# SHORT EXERCISE:
Change every "Isolate" in the lines below to "Locate" and leave everything else as it is.
***** INPUT ROWS *****
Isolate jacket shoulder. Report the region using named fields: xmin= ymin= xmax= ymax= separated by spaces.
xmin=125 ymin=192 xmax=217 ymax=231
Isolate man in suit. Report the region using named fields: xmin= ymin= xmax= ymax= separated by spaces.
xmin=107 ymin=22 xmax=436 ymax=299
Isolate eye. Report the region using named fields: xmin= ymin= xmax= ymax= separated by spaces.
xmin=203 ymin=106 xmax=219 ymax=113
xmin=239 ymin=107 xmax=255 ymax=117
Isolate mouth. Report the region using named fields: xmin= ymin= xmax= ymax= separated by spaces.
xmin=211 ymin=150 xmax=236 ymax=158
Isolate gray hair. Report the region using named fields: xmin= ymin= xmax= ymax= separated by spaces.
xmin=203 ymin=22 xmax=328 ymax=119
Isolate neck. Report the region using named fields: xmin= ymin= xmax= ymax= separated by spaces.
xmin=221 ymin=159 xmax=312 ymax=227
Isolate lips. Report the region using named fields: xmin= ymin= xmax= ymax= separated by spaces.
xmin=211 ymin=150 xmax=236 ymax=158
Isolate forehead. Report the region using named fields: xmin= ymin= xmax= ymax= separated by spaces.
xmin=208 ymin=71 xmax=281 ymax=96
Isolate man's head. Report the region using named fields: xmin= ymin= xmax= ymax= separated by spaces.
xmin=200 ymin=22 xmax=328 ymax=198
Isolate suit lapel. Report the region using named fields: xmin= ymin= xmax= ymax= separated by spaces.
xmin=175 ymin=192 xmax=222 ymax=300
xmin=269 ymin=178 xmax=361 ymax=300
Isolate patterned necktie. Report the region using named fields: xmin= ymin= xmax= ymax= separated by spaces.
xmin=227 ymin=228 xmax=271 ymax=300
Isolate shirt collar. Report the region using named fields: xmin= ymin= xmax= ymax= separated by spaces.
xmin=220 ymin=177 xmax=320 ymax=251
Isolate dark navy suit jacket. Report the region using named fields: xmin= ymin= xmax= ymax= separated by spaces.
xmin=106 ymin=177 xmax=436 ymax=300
*****
# TASK RESPONSE:
Locate jacket shoulder. Report the region using named fields: xmin= ymin= xmax= ymax= separated by spaces.
xmin=125 ymin=192 xmax=217 ymax=231
Locate man in suit. Report the region using named fields: xmin= ymin= xmax= ymax= separated by spaces.
xmin=107 ymin=22 xmax=436 ymax=299
Locate eye. Report the region using named fields: xmin= ymin= xmax= ymax= separated by spaces.
xmin=203 ymin=106 xmax=219 ymax=113
xmin=239 ymin=107 xmax=255 ymax=117
Locate mouth. Report the region using named fields: xmin= ymin= xmax= ymax= separated by spaces.
xmin=211 ymin=150 xmax=236 ymax=158
Locate gray hair. Report the region using named fields: xmin= ymin= xmax= ymax= separated by spaces.
xmin=203 ymin=22 xmax=328 ymax=119
Locate neck. Report the region using named fields: xmin= ymin= xmax= ymax= separated by spaces.
xmin=221 ymin=159 xmax=312 ymax=227
Locate lips. Report the region using named fields: xmin= ymin= xmax= ymax= separated by spaces.
xmin=211 ymin=150 xmax=236 ymax=158
Locate forehead. Report the region using named fields: xmin= ymin= xmax= ymax= separated by spaces.
xmin=208 ymin=71 xmax=281 ymax=96
Locate man's head. Report the region using named fields: xmin= ymin= xmax= ymax= separated by spaces.
xmin=200 ymin=22 xmax=328 ymax=198
Locate suit lapel. Report the region using named fields: xmin= ymin= xmax= ymax= separated by spaces.
xmin=175 ymin=192 xmax=222 ymax=300
xmin=269 ymin=178 xmax=361 ymax=300
Locate patterned necktie. Report the region using named fields: xmin= ymin= xmax= ymax= separated by spaces.
xmin=227 ymin=228 xmax=271 ymax=300
Locate shirt collar. Report the region using named fields: xmin= ymin= xmax= ymax= separated by spaces.
xmin=220 ymin=177 xmax=320 ymax=251
Locate dark navy suit jacket. Report the region using named fields: xmin= ymin= xmax= ymax= separated by spaces.
xmin=106 ymin=177 xmax=436 ymax=300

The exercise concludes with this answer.